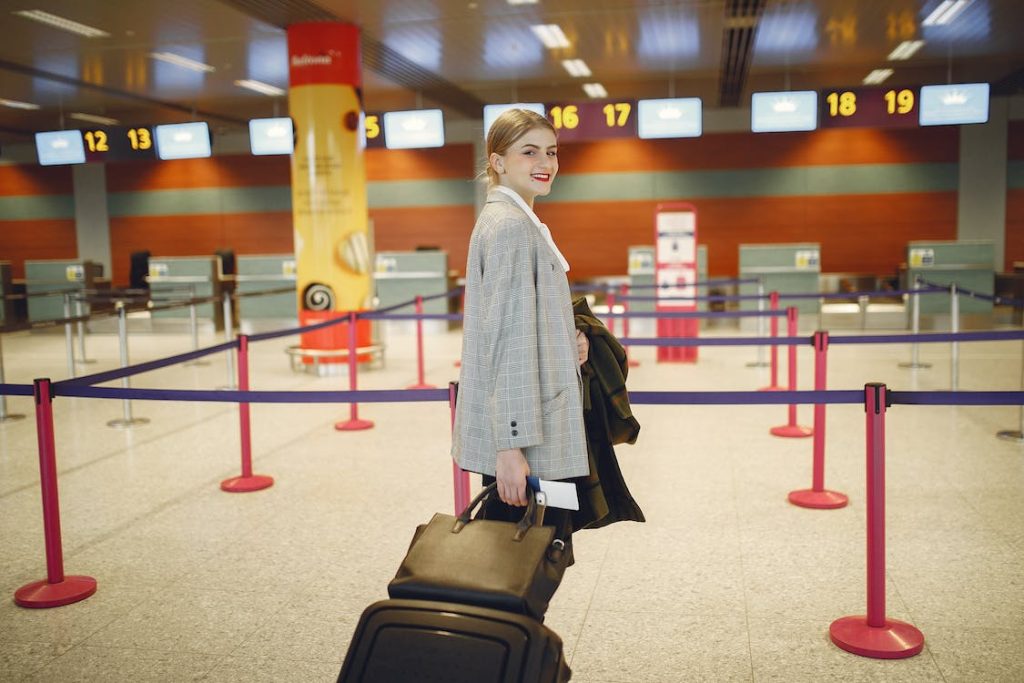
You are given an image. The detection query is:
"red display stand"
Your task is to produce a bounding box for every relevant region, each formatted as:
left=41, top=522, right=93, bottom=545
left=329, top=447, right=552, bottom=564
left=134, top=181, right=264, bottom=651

(Exercise description): Write the data above out again exactly, minus its pictures.

(Answer section):
You are given an image. The detection query is:
"red display stand"
Your task is to produce a bounding box for every relevant region, each formatted as:
left=41, top=522, right=93, bottom=545
left=329, top=447, right=552, bottom=564
left=134, top=181, right=264, bottom=651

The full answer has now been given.